- _ЦЕЛЬ ЗАДАНИЯ_
Напишите продолжение фрагмента текста о майе, начав сразу после его последнего предложения.

- _ФРАГМЕНТ ТЕКСТА_

-.-.-

Но есть и другие, кто умирает от голода и холода. Если прийти к ним с проповедью о том, что мир прекрасен, они не станут и слушать. Как могут они желать счастья другим, когда сами несчастны? Так мечемся мы между оптимизмом и пессимизмом.

И существует нечто громадное — смерть. Весь мир движется к смерти, все умирает. Весь наш прогресс, наше тщеславие, наши реформы, наш комфорт, наше богатство, наше знание — все кончится смертью. Это единственное, в чем мы уверены. Строятся и разрушаются города, возникают и распадаются империи, планеты крошатся и рассыпаются пылью, разносимой потом по атмосферам других планет. Так было с безначальных времен. Смертью кончается все: жизнь, красота, богатство, власть и добродетель тоже. Умирает святой и грешник, король и побирушка. Все движется к смерти, но не прекращает цепляться за жизнь. Мы и сами не знаем, отчего мы так льнем к ней, но тяга к жизни неодолима. И это майя.

Мать с нежностью нянчит младенца, в нем вся ее душа, вся ее жизнь. Вот ребенок вырос, стал мужчиной, и может случиться, что вырос он негодяем и мерзавцем, который избивает собственную мать, но мать все равно льнет к сыну, а когда разум требует от нее иного, она набрасывает на разум завесу любви. Ей и в голову не приходит, что это вовсе не любовь, что это какие-то другие нервные импульсы, которые она не в силах усмирить. Сколько бы ни старалась она, ей не вырваться из оков рабства. И это майя.

Мы все стремимся за золотым руном, и каждый надеется, что оно достанется именно ему. Всякий разумный человек отдает себе отчет в том, что его шанс один на миллион, но все рвутся к этому единственному шансу. И это майя.

Смерть днем и ночью бродит по свету, но мы все равно считаем, что будем жить вечно. Однажды царя Юдхиштхиру спросили:[145] что самое удивительное на этом свете? Царь ответил: мы каждый день видим, как умирают люди вокруг, но каждый думает, что он не умрет. И это майя.

-.-.-

- _ИСХОДНЫЕ МАТЕРИАЛЫ_
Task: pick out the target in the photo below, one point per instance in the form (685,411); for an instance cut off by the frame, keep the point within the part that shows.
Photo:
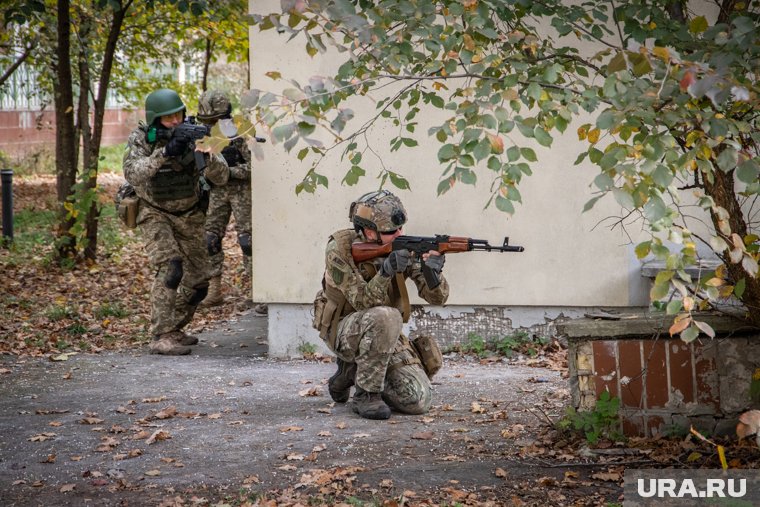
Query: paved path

-.-.-

- _ОТВЕТ_
Мы повсюду наталкиваемся на противоречия: в нашем интеллекте, в нашем знании, во всех проявлениях жизни. Реформатор горит желанием исцелить общество от пороков, но прежде, чем успеет он исцелить одно, тысячи других зол возникают рядом. Это подобно старому дому, который вот-вот рухнет: его починили в одном месте, он стал обваливаться в другом. Индийские реформаторы негодуют по поводу обычая, запрещающего вдове вторичное замужество.[146] На Западе бедою общества считаются одинокие женщины. Помогите одиночкам, они страдают. Помогите вдовам, они страдают. Это как хронический ревматизм: отпустило шею, перешло на поясницу, а оттуда в ноги. Реформаторы требуют, чтобы образование, богатство и культура перестали быть привилегией немногих, стараются изо всех сил, чтобы доступ к ним открыть для всех. Возможно, кого-то они сделают счастливым, а может быть, доступ к культуре лишает человека физического счастья. Знание того, что есть счастье, дает и знание того, что есть несчастье. Так в какую сторону идти нам? Даже незначительный уровень благосостояния одних другим стоит стольких же бед, таков закон. Молодые могут этого не понимать, но человеку, который долго жил и знает жизнь, все ясно. И это майя. Такой порядок продолжается и продолжается, а выхода нет. Почему жизнь так устроена? Невозможно дать ответ, поскольку невозможно логически поставить вопрос. Для фактов не существует ни «как», ни «почему», факты — это просто факты, и ничего тут не поделаешь. Мы даже не в силах понять это, создать верный образ в уме, где уж нам решить проблему жизни.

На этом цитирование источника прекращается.